[BEGIN Records to use]

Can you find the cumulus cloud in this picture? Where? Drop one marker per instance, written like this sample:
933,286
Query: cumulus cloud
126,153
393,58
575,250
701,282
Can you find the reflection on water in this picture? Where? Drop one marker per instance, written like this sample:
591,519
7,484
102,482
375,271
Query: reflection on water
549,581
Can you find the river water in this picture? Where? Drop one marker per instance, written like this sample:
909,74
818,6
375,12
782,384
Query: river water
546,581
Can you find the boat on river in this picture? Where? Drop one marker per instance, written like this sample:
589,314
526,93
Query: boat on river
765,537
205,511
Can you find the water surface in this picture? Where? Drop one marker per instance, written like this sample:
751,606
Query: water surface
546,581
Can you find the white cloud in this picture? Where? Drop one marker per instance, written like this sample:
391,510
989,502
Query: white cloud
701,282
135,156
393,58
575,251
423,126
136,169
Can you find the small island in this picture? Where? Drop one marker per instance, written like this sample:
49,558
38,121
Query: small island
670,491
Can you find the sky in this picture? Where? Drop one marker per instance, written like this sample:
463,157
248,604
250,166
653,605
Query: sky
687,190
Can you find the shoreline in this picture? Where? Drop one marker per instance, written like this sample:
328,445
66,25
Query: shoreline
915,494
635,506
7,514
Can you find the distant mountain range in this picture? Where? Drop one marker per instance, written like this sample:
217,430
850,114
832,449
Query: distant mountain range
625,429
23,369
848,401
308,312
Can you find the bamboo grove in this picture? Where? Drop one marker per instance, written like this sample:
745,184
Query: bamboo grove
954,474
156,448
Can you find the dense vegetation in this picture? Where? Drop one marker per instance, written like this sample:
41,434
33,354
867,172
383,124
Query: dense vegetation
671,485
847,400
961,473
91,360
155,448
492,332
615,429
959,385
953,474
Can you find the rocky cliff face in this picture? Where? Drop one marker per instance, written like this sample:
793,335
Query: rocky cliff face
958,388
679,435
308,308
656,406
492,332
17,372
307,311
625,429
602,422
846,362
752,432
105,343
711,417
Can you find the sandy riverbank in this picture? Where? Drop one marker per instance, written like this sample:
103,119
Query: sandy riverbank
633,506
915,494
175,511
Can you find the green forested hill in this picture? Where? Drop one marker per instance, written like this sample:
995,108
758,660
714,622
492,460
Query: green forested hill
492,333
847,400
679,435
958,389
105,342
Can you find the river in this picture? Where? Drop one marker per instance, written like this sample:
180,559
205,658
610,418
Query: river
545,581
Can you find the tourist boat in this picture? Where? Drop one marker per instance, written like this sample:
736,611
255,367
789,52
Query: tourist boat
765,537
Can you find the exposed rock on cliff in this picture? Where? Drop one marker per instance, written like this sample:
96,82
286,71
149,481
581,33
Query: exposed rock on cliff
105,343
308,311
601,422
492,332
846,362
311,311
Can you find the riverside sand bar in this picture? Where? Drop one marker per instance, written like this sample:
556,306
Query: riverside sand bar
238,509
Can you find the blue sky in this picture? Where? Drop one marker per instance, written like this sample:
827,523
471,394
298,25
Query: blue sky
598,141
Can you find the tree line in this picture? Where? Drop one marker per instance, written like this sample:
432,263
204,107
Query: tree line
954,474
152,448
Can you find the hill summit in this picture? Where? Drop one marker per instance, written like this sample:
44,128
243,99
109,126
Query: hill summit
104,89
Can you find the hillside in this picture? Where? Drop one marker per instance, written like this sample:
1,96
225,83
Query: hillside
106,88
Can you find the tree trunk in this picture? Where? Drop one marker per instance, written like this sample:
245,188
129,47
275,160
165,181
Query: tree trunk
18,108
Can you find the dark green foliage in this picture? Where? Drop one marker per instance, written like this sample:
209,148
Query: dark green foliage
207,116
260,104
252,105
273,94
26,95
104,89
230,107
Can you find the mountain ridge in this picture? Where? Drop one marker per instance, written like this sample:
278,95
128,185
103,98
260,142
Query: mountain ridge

[END Records to use]

• _Exercise_: Copy out the rows exactly, starting at the line that contains "Can you find the dark" and ending at the last row, both included.

• _Output of the exercise_:
Can you find the dark green foliage in this picture? Where? Drop one marker per instance, written like this sample:
209,148
Query: dark green foliage
207,116
260,104
252,105
273,94
26,95
104,89
230,107
Can you find the mountain ridge in this picture? Where? Drop one marker per instance, written like this sample:
278,95
128,185
103,98
260,142
Query: mountain ridge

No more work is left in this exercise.